Instructions for the task: Every entry, from the first line to the last, should be output exactly.

Source data
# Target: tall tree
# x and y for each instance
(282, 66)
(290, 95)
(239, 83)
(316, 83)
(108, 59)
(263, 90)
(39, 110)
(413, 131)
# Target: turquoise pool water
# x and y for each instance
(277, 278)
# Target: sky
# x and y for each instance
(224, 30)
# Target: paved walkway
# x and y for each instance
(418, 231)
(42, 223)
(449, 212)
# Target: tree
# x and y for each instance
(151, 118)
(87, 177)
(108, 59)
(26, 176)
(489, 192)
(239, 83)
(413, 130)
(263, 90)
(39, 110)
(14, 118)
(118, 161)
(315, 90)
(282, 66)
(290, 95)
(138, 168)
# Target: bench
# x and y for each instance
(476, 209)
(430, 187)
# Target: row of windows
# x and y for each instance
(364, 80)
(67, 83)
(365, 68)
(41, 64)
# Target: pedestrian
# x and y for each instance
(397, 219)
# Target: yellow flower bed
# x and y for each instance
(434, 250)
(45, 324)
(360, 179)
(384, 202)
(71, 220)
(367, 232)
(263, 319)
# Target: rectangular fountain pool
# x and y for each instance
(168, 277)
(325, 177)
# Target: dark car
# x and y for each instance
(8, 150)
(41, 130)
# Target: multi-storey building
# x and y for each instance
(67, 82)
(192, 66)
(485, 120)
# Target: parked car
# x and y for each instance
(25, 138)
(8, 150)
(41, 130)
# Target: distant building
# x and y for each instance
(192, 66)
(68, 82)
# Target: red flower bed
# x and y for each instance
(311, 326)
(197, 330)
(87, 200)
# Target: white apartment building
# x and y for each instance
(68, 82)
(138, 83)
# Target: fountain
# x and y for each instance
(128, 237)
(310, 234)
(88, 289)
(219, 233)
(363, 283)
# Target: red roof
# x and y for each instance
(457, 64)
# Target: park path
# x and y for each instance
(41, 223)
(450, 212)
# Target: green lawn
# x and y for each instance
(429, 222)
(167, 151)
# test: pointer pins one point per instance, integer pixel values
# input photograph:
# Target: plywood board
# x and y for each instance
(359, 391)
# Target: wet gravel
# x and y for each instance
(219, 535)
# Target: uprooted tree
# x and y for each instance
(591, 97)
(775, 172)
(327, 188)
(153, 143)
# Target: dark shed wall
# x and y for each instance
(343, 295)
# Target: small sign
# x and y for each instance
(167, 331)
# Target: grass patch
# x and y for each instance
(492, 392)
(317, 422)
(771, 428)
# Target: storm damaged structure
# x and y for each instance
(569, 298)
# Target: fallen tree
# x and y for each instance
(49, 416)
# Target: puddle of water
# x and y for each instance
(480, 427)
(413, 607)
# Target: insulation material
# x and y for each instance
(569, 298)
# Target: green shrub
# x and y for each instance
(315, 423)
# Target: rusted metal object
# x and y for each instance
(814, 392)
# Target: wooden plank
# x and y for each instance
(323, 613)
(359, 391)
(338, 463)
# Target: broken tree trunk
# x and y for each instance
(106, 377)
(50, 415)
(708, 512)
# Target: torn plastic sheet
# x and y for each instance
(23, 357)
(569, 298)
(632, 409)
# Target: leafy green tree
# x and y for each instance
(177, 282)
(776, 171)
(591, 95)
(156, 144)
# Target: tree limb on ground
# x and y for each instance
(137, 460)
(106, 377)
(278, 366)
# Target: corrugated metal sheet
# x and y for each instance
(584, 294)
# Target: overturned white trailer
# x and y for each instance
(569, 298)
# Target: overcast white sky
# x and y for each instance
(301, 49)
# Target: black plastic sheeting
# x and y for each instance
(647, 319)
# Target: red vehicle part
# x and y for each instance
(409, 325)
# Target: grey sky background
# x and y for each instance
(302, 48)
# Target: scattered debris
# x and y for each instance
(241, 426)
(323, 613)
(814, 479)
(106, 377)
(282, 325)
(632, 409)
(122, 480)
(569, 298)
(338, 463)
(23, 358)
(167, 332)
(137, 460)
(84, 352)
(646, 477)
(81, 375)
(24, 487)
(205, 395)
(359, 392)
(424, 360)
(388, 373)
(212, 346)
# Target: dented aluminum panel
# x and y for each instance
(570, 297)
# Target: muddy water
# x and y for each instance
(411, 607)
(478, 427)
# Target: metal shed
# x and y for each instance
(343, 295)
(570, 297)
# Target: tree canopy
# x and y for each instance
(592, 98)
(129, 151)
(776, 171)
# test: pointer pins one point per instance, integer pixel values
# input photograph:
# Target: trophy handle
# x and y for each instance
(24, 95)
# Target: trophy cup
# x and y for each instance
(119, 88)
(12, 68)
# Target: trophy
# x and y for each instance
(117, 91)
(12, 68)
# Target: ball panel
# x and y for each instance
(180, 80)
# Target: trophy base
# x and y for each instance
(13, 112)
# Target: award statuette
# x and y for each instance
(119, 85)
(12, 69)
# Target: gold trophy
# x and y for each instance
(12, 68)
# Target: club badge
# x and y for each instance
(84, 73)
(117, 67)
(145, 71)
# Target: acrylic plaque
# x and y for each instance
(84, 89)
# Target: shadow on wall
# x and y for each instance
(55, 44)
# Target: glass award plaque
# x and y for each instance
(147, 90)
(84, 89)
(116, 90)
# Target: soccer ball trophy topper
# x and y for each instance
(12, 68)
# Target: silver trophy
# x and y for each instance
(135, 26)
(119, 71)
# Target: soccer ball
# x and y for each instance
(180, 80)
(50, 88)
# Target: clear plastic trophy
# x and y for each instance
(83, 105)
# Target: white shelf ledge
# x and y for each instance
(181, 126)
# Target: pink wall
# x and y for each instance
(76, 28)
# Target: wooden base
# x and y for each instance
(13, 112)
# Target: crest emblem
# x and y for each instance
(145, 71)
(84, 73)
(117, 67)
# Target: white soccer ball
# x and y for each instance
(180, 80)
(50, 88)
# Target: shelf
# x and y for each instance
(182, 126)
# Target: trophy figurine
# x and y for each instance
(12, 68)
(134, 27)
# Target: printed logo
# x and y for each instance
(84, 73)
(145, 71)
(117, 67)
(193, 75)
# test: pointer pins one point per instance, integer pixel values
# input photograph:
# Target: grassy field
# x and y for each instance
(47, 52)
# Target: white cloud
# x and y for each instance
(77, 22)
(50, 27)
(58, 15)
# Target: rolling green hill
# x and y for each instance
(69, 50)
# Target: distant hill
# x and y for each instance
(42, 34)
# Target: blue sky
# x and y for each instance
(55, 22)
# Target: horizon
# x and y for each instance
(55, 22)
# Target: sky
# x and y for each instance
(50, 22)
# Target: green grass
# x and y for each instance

Exercise result:
# Target: tall tree
# x and y for each instance
(282, 66)
(290, 95)
(239, 83)
(316, 83)
(108, 59)
(263, 90)
(39, 110)
(413, 131)
# Target: turquoise pool water
# x and y for each instance
(277, 278)
# Target: sky
# x and y for each instance
(224, 30)
# Target: paved walkway
# x and y for each instance
(418, 231)
(42, 223)
(449, 212)
# Target: tree
# x and y for each instance
(151, 118)
(87, 177)
(108, 59)
(26, 176)
(489, 192)
(239, 83)
(413, 130)
(263, 90)
(39, 110)
(14, 118)
(118, 161)
(315, 90)
(282, 66)
(290, 95)
(138, 168)
# Target: bench
# x and y for each instance
(476, 209)
(430, 187)
# Target: row of windows
# x and y for each instance
(364, 80)
(67, 83)
(365, 68)
(41, 64)
# Target: pedestrian
# x and y for each instance
(397, 219)
# Target: yellow flower bed
# x and y for each instance
(434, 250)
(45, 324)
(360, 179)
(384, 202)
(71, 220)
(367, 232)
(263, 319)
# Target: rectangular fountain pool
# x and y for each instance
(168, 277)
(325, 177)
# Target: dark car
# x and y for each instance
(8, 150)
(41, 130)
# Target: multi-storey building
# x and y for each instance
(67, 82)
(192, 66)
(485, 120)
# Target: parked car
# x and y for each instance
(25, 138)
(8, 150)
(41, 130)
# Target: distant building
# x and y for each instance
(192, 66)
(68, 82)
# Target: red flower bed
# x and y for each instance
(311, 326)
(197, 330)
(87, 200)
# Target: white apartment building
# x and y for each instance
(68, 82)
(138, 83)
# Target: fountain
# x and y for each instance
(128, 237)
(310, 234)
(88, 289)
(219, 233)
(363, 283)
# Target: red roof
# x and y for each instance
(457, 64)
# Target: park path
# x and y for each instance
(41, 223)
(450, 212)
# Target: green lawn
# x and y for each instance
(429, 222)
(167, 151)
# test: pointer pins one point per instance, integer pixel values
# input photograph:
# Target: plywood board
# x and y for each instance
(359, 391)
# Target: wet gravel
# x and y for each instance
(219, 535)
# Target: uprooted tree
# x and y for each instance
(591, 97)
(775, 172)
(327, 188)
(153, 143)
# Target: dark shed wall
# x and y for each instance
(343, 295)
# Target: small sign
# x and y for each instance
(167, 331)
# Target: grass patch
# x and y for each instance
(492, 392)
(317, 422)
(771, 428)
# Target: storm damaged structure
# x and y for each instance
(569, 298)
# Target: fallen tree
# x and y for each instance
(49, 416)
# Target: puddle of water
# x and y for each instance
(480, 427)
(413, 607)
# Target: insulation material
# x and y for each instance
(569, 298)
# Target: green shrub
# x and y for each instance
(315, 423)
# Target: rusted metal object
# x and y for each instance
(814, 392)
# Target: wooden plank
# x and y for each instance
(323, 613)
(359, 391)
(338, 463)
# Target: broken tree trunk
# x and y for each instance
(106, 377)
(50, 415)
(708, 512)
# Target: torn plastic sheet
# x and y for each instance
(23, 357)
(569, 298)
(632, 409)
# Target: leafy green tree
# x and y for each instance
(177, 282)
(776, 171)
(591, 95)
(156, 144)
# Target: tree limb on ground
# x and y for each instance
(137, 460)
(106, 377)
(278, 366)
# Target: corrugated metal sheet
# x and y for each instance
(584, 294)
# Target: overturned white trailer
# x and y for each instance
(569, 298)
# Target: overcast white sky
# x and y for each instance
(301, 49)
# Target: black plastic sheeting
# x and y for each instance
(647, 319)
# Target: red vehicle part
# x and y for each instance
(409, 325)
# Target: grey sky background
# x and y for each instance
(302, 48)
# Target: scattered debris
# x and y for each instance
(241, 426)
(323, 613)
(814, 479)
(106, 377)
(282, 325)
(632, 409)
(122, 480)
(569, 298)
(338, 463)
(23, 358)
(167, 332)
(137, 460)
(84, 352)
(646, 477)
(81, 375)
(24, 487)
(205, 395)
(359, 392)
(424, 360)
(388, 373)
(212, 346)
# Target: dented aluminum panel
# x and y for each instance
(570, 297)
# Target: muddy water
# x and y for each instance
(411, 607)
(478, 427)
# Target: metal shed
# x and y for each instance
(343, 295)
(570, 297)
# Target: tree canopy
# x and y for each instance
(592, 98)
(129, 151)
(776, 171)
# test: pointer pins one point per instance, integer pixel values
# input photograph:
# Target: trophy handle
# x and y for each instance
(24, 95)
# Target: trophy cup
# x and y for each instance
(119, 88)
(12, 68)
# Target: trophy
# x and y for each instance
(117, 91)
(12, 68)
# Target: ball panel
# x and y for each instance
(180, 80)
# Target: trophy base
# x and y for each instance
(13, 112)
# Target: award statuette
# x and y for each instance
(119, 85)
(12, 69)
# Target: gold trophy
# x and y for each instance
(12, 68)
# Target: club badge
# x and y for each instance
(84, 73)
(117, 67)
(145, 71)
# Target: acrylic plaque
# x and y for each instance
(84, 89)
# Target: shadow on wall
# x and y for each instance
(55, 44)
# Target: glass award plaque
# x and y for each instance
(147, 90)
(84, 89)
(116, 90)
# Target: soccer ball trophy topper
# x and y for each instance
(12, 68)
# Target: silver trophy
# x and y for each instance
(135, 26)
(119, 71)
# Target: soccer ball
# x and y for each instance
(180, 80)
(50, 88)
# Target: clear plastic trophy
# x and y for each instance
(83, 105)
# Target: white shelf ledge
# x and y for each instance
(181, 126)
# Target: pink wall
# x and y for each instance
(76, 28)
# Target: wooden base
# x and y for each instance
(13, 112)
# Target: crest emblem
# x and y for each instance
(145, 71)
(84, 73)
(117, 67)
# Target: white soccer ball
# x and y for each instance
(180, 80)
(50, 88)
# Target: shelf
# x and y for each instance
(182, 126)
# Target: trophy figurine
# x and y for each instance
(12, 68)
(134, 27)
# Target: printed logo
# x and y for each instance
(84, 73)
(145, 71)
(117, 67)
(193, 75)
# test: pointer pins one point per instance, integer pixel values
# input photograph:
# Target: grassy field
# x and y for each instance
(47, 52)
# Target: white cloud
# x and y for each instance
(77, 22)
(50, 27)
(58, 15)
# Target: rolling green hill
# x and y for each instance
(69, 50)
# Target: distant hill
# x and y for each instance
(42, 34)
# Target: blue sky
# x and y for each instance
(55, 22)
# Target: horizon
# x and y for each instance
(55, 22)
# Target: sky
# x and y for each instance
(50, 22)
# Target: green grass
# x and y for each instance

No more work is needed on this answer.